OBJECTIF ÉNONCÉ | Recopiez fidèlement le passage du texte sur la culture et la renaissance du pays, de « Cela ne devrait-il » à « de cette migration. ».

===== TEXTE DE LECTURE

Le rôle de la culture dans la mobilisation pour la renaissance du pays (partie II).Par Abdallah Babaker

9 November, 2022 - 00:49

Les Mourabitounes, c’est fort loin de notre époque, me direz-vous. Mais si leur mouvement politique disparut assez tôt, celui culturel et arabo-islamique qui atteignit son apogée au début du XIIIème siècle de l’Hégire perdura beaucoup plus longtemps dans notre pays pour s’y épanouir singulièrement. Vif tout au long des divers empires qui se formèrent sur son territoire ou qui l’avaient dominé totalement ou partiellement, il s’y développa régulièrement, alors que la culture arabo-islamique vivait ailleurs une période de décadence. Dans cet espace géographique, les érudits jouèrent un rôle prépondérant dans la renaissance littéraire et intellectuelle du monde arabe et africain (5).

Cette culture a rapidement constitué un cas rare – unique, même – dans l'histoire de l’Humanité : normalement fille de la cité, la culture savante s'épanouissait dans un milieu bédouin toujours en quête d'eau et de pâturages. La tablette et le livre se déplaçaient incessamment avec le cheikh et l'étudiant. Ainsi naquit l'école mobile appelée « Al-Mahdhara ». Rappelons ici ce qu’en rapporta le grammairien Mokhtar Ould Bouna : « Nous, chevauchée bien ordonnée de nobles, le plus en vue de cette époque est inférieur au moindre parmi nous / Nous avons fait du dos des chameaux une école où nous rendons claire la religion d’Allah ». Ce mouvement culturel se caractérisait également par la présence, inégalée dans les autres sociétés traditionnelles, de la femme qui se voyait distinguée en ce qu’elle étudiait et enseignait, si bien que la transmission du Saint Coran revenait quasiment aux seules dames.

 

Des manuscrits à la pelle

À la suite de ce mouvement, il apparut des centaines de bibliothèques dans les villes, villages et campements bédouins. L'Institut Mauritanien de Recherche Scientifique (IMRS) estimait, dans les années soixante-dix du siècle dernier, leur contenu global à quelque quarante mille manuscrits. Il se peut que notre jeunesse n'ait pas pris conscience des efforts entrepris pour rendre cela possible malgré la rareté du papier. Pour acquérir celui-ci, rien n’était assez précieux pour ne pas être dépensé. Muhammad al-Yadali al-Dimani se rendit ainsi en la forteresse d’Arguin et faillit se noyer dans sa quête du papier nécessaire à l’édition de son interprétation du Coran : « Adhahab Al Ibriz » (L’or précieux). Notre jeunesse n'a probablement pas plus étudié le cas de Hadj Mahmoud Ba qui voyagea dans un but analogue jusqu’au Hidjaz et en revint à pied. Peut-être y a-t-il lieu de souligner ici que ceux dont la réputation scientifique s'est envolée à l'horizon n'avaient ni lumière électrique, ni bibliothèque papier ou numérique, ni machine à réduire la dimension temps-espace dont disposent les générations d'aujourd'hui…

Cela ne devrait-il pas nous inciter à être les meilleurs successeurs aux meilleurs prédécesseurs ? Exceller dans l’appropriation des sciences, dans l'innovation et l’audace d’entreprendre des miracles qui nous permettraient de trouver les solutions adaptées à nos situations, à l’instar des fondateurs de notre État moderne qui avaient institué, à son tout début, l’école rurale mobile à l’image de la mahdhara, afin que la diffusion de l'éducation soit réalisée… tout en préservant le développement rural  et évitant l'émigration vers les villes sans moyen de subsistance, nous prémunissant ainsi des conséquences négatives de cette migration.

==========
===== EXTRAITS DE DONNÉES

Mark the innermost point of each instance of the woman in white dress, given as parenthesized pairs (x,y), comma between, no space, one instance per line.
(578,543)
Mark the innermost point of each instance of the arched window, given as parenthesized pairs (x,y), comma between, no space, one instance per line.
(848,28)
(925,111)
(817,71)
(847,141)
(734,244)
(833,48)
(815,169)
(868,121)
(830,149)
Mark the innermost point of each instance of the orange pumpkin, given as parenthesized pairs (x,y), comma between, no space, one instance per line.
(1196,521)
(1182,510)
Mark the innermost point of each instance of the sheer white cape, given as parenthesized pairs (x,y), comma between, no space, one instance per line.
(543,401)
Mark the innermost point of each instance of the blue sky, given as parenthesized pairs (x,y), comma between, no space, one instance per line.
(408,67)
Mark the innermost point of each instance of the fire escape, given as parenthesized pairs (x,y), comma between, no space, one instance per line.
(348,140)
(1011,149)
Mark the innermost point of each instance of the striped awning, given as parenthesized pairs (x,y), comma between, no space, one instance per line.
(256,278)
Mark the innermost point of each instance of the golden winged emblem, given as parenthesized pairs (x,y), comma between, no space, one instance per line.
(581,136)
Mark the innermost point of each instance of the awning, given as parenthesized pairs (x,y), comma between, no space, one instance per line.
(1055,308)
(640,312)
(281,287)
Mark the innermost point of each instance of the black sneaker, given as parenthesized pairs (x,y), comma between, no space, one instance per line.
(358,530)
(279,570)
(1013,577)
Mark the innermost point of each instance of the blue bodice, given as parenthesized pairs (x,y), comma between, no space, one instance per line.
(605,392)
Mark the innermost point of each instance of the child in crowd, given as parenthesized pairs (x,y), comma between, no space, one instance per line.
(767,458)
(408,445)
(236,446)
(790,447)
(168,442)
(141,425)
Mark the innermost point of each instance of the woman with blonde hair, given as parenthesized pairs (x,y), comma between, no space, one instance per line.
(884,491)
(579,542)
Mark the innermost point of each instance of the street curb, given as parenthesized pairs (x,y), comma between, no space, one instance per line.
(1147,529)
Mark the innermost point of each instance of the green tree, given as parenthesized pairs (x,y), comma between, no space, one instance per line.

==========

PROBLÈME RÉSOLU |
Cela ne devrait-il pas nous inciter à être les meilleurs successeurs aux meilleurs prédécesseurs ? Exceller dans l’appropriation des sciences, dans l'innovation et l’audace d’entreprendre des miracles qui nous permettraient de trouver les solutions adaptées à nos situations, à l’instar des fondateurs de notre État moderne qui avaient institué, à son tout début, l’école rurale mobile à l’image de la mahdhara, afin que la diffusion de l'éducation soit réalisée… tout en préservant le développement rural  et évitant l'émigration vers les villes sans moyen de subsistance, nous prémunissant ainsi des conséquences négatives de cette migration.